Work required |
Bring together copies of the lines in the data below that contain the word "water".

Point localization data
--*--

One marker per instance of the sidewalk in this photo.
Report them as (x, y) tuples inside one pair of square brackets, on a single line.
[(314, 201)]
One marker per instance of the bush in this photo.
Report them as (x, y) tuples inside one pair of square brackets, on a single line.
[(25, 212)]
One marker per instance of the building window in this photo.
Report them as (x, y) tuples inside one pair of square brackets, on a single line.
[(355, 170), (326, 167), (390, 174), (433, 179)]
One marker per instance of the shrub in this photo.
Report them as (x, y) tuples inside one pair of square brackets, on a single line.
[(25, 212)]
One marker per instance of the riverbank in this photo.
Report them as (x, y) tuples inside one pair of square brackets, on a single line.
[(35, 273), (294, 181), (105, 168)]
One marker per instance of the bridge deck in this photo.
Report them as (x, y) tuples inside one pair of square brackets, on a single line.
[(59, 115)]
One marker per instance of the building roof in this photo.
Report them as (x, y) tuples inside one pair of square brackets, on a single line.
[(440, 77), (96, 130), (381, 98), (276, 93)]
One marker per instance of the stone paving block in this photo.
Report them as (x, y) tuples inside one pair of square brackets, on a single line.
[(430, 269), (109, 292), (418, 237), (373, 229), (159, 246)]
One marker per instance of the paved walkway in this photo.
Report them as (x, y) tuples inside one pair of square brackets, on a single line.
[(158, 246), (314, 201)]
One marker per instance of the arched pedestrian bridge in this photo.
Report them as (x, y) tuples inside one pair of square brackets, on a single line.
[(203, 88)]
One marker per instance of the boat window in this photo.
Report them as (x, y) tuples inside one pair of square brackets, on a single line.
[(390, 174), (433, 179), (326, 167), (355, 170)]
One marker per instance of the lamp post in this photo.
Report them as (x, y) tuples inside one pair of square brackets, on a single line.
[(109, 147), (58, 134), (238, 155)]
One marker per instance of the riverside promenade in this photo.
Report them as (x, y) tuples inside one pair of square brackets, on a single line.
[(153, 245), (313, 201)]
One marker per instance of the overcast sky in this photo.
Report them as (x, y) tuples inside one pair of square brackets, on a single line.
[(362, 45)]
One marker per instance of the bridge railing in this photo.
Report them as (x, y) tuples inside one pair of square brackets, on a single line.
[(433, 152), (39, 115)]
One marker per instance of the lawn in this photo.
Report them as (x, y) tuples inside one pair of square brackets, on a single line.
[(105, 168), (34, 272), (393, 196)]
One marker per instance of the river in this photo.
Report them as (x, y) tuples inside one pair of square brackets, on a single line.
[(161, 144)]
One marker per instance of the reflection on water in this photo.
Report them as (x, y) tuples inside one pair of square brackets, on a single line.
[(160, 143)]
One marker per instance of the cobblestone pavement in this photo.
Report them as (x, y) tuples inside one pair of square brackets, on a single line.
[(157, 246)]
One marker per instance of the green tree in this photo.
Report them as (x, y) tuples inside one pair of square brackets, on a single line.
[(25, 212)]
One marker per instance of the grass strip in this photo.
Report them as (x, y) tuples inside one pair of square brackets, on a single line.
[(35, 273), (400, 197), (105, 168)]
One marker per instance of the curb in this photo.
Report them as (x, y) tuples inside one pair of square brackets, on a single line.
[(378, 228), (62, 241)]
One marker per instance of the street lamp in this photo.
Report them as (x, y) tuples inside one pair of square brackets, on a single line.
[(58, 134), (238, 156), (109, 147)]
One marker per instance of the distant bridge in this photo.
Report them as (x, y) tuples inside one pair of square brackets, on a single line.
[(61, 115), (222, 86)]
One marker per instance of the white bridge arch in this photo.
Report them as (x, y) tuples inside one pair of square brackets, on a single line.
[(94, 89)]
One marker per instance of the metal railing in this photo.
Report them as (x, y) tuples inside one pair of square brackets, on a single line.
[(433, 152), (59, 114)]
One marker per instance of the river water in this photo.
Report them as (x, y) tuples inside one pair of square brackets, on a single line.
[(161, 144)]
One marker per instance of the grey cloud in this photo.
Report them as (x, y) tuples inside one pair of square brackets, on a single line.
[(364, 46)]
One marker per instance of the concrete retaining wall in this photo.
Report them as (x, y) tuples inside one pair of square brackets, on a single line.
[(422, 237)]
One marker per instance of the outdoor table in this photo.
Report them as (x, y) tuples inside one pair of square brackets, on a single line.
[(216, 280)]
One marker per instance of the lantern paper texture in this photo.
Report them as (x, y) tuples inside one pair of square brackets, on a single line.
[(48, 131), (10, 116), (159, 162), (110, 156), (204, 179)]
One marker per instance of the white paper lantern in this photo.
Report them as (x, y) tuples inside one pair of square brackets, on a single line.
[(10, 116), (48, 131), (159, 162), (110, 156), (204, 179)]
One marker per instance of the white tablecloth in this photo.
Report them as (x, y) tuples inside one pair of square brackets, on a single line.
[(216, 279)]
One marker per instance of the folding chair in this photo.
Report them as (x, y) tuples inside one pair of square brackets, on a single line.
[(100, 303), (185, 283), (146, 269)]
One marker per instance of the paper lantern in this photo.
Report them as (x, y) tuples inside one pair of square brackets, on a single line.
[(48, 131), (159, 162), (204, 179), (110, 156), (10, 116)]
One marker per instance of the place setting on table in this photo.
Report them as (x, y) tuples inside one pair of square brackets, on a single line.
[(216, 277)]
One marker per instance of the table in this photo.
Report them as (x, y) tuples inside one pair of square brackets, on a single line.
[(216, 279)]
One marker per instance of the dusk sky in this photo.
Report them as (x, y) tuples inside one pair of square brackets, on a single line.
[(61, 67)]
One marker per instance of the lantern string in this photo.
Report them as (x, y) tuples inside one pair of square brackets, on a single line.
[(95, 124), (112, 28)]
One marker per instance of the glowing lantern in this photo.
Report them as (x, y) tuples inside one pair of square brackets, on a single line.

--*--

Result below |
One marker per instance of the reflection on water in this photo.
One marker per instance of the river water in this photo.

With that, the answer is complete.